Start of Dataset extract

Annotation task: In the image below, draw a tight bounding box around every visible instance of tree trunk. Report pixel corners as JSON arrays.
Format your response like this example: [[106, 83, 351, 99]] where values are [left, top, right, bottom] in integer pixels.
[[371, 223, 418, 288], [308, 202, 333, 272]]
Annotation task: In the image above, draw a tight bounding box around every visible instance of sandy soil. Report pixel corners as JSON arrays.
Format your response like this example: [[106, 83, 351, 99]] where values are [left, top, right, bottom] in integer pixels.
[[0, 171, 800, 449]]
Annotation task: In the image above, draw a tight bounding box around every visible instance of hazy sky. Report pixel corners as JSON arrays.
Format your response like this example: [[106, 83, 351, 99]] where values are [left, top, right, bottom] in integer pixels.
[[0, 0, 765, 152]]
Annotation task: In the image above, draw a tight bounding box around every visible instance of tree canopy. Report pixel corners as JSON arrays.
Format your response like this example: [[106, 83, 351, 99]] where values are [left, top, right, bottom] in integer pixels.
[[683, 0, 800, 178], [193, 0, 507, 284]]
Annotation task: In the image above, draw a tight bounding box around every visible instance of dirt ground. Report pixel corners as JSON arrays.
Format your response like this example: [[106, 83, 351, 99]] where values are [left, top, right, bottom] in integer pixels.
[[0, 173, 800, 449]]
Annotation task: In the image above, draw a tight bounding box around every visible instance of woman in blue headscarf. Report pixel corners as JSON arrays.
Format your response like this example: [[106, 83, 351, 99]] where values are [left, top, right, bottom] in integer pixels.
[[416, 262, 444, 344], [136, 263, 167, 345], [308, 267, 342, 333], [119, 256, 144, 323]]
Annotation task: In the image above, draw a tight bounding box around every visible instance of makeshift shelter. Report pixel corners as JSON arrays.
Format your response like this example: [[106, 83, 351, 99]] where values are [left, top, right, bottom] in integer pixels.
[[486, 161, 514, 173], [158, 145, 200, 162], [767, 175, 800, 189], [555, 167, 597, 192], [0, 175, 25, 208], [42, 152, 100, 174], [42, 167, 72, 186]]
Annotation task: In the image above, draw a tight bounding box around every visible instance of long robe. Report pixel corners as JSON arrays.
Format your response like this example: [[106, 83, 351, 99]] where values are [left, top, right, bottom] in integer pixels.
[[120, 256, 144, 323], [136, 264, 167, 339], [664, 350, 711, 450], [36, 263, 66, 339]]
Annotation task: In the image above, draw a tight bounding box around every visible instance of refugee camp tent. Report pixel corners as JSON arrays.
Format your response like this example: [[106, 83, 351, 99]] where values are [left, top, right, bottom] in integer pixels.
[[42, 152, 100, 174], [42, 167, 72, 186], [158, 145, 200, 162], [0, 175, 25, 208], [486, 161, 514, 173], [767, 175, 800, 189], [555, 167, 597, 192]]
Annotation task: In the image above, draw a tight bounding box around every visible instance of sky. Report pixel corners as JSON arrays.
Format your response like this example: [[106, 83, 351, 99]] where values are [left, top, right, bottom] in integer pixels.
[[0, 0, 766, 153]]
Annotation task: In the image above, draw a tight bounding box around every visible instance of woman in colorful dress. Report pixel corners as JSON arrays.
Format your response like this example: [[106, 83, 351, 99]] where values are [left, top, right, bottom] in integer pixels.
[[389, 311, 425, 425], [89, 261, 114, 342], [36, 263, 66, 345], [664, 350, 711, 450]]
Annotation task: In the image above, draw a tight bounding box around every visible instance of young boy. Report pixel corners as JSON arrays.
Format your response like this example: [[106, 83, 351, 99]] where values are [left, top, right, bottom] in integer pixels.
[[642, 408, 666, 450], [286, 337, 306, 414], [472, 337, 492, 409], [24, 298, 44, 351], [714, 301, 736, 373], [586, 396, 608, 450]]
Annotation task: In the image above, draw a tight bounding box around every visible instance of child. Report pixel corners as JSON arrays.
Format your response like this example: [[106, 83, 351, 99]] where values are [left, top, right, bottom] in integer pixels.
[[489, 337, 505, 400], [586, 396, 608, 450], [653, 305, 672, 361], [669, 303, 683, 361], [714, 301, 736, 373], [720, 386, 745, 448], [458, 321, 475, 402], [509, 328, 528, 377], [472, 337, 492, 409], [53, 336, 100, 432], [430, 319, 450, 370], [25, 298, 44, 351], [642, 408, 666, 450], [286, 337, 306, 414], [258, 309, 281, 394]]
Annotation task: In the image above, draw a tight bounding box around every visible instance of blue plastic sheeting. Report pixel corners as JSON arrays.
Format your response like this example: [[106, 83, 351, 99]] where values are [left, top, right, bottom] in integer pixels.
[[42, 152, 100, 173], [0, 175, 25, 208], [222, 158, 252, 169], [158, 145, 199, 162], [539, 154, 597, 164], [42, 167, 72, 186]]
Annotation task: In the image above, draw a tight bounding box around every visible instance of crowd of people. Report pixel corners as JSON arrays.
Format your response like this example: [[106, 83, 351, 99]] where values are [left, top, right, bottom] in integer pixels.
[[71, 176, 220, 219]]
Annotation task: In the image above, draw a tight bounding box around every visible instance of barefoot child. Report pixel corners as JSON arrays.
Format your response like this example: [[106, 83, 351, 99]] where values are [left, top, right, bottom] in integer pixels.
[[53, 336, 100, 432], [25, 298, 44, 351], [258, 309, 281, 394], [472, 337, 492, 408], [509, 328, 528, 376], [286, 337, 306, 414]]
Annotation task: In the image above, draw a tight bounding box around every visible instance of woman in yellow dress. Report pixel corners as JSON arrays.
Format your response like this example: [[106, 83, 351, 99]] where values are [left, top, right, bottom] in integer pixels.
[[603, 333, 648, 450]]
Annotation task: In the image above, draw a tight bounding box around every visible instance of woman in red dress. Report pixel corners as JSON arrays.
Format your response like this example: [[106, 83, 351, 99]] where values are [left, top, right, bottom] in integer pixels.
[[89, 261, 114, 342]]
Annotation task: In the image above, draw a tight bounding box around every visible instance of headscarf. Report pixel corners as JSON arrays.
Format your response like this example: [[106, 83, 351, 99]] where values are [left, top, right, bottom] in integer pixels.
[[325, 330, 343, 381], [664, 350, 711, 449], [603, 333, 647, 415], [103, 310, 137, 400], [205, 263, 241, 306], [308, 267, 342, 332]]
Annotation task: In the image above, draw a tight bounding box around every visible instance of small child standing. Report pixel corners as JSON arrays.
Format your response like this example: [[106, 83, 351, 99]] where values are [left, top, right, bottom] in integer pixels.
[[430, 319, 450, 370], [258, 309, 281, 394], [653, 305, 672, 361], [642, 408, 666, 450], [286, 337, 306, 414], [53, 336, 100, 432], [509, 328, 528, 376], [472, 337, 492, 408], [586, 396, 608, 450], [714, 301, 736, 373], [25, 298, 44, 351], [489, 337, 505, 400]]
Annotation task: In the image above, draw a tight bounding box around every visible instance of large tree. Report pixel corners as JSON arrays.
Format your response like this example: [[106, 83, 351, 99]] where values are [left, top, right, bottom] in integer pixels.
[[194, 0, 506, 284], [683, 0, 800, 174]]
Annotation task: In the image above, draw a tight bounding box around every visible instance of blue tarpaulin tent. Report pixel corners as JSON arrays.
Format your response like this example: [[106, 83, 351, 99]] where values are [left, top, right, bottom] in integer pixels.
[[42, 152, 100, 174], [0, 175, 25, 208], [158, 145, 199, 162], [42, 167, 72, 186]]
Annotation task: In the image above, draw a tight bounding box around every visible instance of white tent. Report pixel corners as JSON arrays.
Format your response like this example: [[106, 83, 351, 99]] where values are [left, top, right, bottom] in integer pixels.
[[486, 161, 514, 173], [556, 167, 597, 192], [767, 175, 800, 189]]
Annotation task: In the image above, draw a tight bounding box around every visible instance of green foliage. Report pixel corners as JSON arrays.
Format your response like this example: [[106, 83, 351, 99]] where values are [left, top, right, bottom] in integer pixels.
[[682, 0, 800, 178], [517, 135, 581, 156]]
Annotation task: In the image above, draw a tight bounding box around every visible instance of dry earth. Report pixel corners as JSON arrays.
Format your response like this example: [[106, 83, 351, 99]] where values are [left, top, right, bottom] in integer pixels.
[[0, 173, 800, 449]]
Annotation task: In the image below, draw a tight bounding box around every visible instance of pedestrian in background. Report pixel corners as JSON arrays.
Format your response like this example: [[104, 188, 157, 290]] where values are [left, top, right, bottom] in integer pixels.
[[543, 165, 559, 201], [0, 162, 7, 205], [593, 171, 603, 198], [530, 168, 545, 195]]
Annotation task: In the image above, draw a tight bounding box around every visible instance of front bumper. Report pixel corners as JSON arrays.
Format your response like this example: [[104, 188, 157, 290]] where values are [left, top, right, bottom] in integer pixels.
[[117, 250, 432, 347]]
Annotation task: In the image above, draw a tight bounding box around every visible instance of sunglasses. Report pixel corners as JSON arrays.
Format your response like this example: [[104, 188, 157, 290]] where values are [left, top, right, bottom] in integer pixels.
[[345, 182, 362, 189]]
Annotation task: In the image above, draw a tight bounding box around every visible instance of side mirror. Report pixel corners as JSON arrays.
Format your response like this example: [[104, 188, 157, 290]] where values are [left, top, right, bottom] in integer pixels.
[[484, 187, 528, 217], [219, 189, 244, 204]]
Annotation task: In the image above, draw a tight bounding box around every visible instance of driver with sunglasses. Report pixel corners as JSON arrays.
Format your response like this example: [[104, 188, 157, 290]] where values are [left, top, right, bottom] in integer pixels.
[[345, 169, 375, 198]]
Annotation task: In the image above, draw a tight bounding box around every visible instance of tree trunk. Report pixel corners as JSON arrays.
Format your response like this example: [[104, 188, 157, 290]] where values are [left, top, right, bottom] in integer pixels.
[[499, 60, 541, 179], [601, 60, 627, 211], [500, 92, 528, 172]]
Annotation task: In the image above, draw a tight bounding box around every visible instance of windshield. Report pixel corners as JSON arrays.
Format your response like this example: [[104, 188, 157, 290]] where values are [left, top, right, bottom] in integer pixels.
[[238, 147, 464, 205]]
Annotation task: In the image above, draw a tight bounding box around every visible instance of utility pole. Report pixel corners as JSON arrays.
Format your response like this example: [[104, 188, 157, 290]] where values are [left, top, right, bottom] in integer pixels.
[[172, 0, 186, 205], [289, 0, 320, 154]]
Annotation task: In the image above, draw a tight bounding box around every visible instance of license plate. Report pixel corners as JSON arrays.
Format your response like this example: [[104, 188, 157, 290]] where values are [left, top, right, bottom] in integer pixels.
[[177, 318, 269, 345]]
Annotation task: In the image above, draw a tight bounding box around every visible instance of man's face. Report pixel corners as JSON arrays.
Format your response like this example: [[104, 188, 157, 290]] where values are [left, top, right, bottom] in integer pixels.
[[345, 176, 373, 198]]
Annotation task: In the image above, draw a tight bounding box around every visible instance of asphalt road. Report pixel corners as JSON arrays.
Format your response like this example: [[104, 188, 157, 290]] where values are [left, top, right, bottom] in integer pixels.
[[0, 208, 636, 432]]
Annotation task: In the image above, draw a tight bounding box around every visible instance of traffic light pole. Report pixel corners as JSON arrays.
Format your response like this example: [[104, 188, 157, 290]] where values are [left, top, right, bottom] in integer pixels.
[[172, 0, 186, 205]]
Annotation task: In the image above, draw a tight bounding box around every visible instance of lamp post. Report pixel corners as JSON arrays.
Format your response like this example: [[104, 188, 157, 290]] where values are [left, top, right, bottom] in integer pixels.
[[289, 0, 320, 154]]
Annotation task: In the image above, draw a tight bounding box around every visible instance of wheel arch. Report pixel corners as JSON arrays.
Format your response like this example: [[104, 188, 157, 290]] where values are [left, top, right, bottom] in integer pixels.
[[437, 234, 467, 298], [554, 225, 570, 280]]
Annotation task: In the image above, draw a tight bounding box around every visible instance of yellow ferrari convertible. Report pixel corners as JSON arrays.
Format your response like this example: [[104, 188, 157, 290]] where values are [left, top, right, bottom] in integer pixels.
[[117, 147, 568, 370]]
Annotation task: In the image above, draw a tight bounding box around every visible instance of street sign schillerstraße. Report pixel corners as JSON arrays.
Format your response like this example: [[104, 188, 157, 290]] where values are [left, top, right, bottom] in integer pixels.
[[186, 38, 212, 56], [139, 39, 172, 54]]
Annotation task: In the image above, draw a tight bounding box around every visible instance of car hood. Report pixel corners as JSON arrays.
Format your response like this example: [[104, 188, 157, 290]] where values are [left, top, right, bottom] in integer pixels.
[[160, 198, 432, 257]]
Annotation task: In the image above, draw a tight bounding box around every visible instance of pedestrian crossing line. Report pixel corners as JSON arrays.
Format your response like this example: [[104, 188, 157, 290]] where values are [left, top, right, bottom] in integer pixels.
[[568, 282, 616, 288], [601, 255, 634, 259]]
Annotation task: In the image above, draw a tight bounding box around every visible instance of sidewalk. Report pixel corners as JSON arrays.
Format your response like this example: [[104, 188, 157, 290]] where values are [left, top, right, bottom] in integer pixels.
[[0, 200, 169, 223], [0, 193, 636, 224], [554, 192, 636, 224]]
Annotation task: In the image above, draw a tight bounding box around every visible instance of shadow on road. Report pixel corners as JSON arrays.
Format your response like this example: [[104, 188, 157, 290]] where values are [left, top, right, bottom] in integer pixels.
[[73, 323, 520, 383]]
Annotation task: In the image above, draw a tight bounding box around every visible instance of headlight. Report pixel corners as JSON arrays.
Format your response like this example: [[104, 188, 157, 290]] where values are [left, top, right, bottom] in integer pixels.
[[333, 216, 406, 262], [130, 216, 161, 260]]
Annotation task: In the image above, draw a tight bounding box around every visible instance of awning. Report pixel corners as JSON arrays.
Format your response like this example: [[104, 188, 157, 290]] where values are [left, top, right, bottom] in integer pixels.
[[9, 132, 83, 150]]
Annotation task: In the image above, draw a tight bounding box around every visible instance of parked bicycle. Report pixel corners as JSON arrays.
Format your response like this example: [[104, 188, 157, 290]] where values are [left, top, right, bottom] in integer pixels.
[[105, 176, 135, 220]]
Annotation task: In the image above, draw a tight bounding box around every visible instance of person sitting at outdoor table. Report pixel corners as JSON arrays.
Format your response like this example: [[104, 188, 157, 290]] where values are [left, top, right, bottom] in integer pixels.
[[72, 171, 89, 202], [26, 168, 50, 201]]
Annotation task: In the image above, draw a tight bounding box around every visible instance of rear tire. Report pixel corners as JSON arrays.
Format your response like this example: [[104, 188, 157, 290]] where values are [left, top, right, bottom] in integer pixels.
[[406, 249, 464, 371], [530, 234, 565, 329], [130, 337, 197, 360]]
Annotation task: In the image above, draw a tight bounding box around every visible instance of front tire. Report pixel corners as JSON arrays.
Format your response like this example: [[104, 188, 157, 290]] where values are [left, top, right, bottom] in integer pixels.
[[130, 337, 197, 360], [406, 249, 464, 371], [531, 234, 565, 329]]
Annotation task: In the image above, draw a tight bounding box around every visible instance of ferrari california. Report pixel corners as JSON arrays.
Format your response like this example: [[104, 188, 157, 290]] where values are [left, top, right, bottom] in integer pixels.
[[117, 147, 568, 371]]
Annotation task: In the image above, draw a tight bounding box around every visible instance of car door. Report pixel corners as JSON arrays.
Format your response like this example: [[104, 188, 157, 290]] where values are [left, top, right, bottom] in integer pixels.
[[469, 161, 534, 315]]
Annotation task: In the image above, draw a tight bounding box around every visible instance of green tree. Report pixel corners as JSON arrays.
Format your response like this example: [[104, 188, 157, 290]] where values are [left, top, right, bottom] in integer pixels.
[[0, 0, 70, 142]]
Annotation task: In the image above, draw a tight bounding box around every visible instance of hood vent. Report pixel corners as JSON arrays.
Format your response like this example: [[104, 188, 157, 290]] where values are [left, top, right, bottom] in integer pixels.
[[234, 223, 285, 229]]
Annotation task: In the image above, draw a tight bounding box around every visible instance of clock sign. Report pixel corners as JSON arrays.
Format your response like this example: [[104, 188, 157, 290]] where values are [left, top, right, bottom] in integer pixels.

End of Dataset extract

Reproduce the lines above exactly, starting with the line that contains "large tree. Report pixel corners as JSON arrays." and going on through the line that contains "[[682, 0, 800, 178], [517, 135, 581, 156]]".

Exercise answer:
Annotation task: In the image above, draw a tight bounding box around every visible instance of large tree. Report pixel corners as JSON arrays.
Format your response like this example: [[106, 83, 351, 99]] where values are [left, top, right, bottom] in integer pixels.
[[194, 0, 506, 284], [683, 0, 800, 174]]
Annotation task: In the image above, draw a tight bounding box around every visible instance of blue tarpaulin tent. Report pixel corners as JSON arrays.
Format your response like this example: [[106, 83, 351, 99]] where values are [left, top, right, bottom] in integer pixels.
[[42, 152, 100, 174], [0, 175, 25, 208], [158, 145, 199, 162], [42, 167, 72, 186]]
Annotation task: In the image above, draw a tight bounding box around every visible instance of white tent. Report pixel corners as JSON arrays.
Format your response like this example: [[106, 83, 351, 99]] where values are [left, top, right, bottom] in integer pixels.
[[486, 161, 514, 173], [556, 167, 597, 192], [767, 175, 800, 189]]
Annotation task: In the image above, draw a tight bounding box around every visible instance of green foliage. Report pixel corners as JSON arrays.
Format your response like this example: [[106, 83, 351, 99]] where values are [left, top, right, bottom] in integer pixels.
[[682, 0, 800, 178], [517, 135, 581, 156]]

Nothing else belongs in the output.